Due to COVID-19, students say there is new difficulty in accessing feminine products at school. That’s because they say there’s a stigma around going to the nurse’s office during a pandemic.
“Is it because you have COVID symptoms? Are you going to get sent home if you have a headache?” said senior class president Mollie Allen. “I think women and anyone who has a period has figured out the struggle this year that if you don’t have your menstrual products, it’s like ‘what do you do’?”
Allen says she took the issue to school administrators and credits sophomore class council members for sparking the idea. They’re also pushing to get small garbage cans in each individual bathroom stall.
After months of work, the first of 14 dispensers was installed in the school last week. In the coming months, they’ll be in every bathroom and locker room throughout the high school. The district was able to tap into school funds to foot the bill.
Students say seeing their idea come to fruition sends a message that they can be seen heard and make change in their school community.
“When you work with each other and you work with each others’ strengths and skills, you can really get things done in our community,” Allen said.
“Our student body is really progressive and in-tune to the issues that are out there,” said Philip Galiga.
Galiga is the student council advisor and says getting a bill passed through student government is no easy task. He applauds students for their determination in making this a success.
“Students sometimes get the short end of the stick, he said. “They should have more say so in their education and policies that are affecting them.”

→ **INFORMATION**:
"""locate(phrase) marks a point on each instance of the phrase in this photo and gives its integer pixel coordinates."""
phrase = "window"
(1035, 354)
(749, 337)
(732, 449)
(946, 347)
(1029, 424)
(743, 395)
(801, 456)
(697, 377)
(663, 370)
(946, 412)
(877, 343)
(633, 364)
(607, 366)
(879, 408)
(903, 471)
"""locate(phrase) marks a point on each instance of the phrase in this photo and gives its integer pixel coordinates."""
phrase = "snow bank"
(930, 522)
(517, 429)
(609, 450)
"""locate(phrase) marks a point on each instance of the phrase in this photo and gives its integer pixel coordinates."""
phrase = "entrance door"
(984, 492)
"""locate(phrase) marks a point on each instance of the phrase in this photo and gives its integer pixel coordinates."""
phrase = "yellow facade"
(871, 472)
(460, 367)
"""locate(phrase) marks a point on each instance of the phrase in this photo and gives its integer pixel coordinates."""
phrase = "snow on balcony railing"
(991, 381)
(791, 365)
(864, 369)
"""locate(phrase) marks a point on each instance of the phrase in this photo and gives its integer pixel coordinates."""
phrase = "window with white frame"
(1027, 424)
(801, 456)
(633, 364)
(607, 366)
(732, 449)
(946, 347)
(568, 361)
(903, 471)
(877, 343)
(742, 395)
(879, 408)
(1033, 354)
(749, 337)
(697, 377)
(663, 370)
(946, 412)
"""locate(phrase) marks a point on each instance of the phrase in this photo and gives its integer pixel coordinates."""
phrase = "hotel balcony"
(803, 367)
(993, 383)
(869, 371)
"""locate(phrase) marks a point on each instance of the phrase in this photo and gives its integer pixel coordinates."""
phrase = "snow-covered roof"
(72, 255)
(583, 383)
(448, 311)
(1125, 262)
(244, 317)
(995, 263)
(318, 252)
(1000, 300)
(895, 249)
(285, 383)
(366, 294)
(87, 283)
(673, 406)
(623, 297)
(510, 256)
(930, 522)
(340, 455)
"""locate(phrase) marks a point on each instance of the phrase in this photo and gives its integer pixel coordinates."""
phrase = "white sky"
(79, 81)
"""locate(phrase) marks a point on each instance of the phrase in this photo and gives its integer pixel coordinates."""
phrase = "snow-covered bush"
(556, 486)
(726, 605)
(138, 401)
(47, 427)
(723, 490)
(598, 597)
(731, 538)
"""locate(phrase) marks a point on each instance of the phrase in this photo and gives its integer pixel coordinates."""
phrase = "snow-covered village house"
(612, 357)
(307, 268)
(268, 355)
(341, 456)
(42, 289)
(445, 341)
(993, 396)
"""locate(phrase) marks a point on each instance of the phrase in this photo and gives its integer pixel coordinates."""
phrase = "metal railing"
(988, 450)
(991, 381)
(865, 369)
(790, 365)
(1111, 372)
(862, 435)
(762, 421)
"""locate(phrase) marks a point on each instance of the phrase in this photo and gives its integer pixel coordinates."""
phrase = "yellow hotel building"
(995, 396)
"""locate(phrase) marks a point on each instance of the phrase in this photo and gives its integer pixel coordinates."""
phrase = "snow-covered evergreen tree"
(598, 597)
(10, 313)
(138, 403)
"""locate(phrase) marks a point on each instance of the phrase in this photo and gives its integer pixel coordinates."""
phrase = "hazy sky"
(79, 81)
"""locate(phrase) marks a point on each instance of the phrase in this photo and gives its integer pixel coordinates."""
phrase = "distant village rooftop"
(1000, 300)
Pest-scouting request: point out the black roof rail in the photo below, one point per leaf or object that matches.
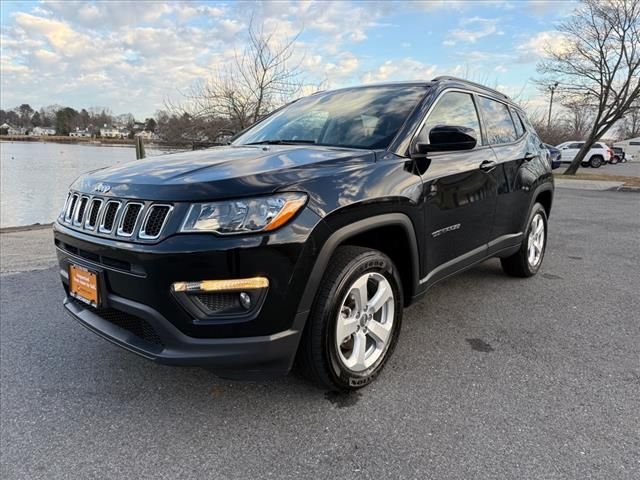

→ **WHAT YOU ARE ASKED TO DO**: List every room or space inside the school that the article about menstrual product dispensers mentions.

→ **REPLY**:
- The nurse's office
- Individual bathroom stalls
- Bathrooms
- Locker rooms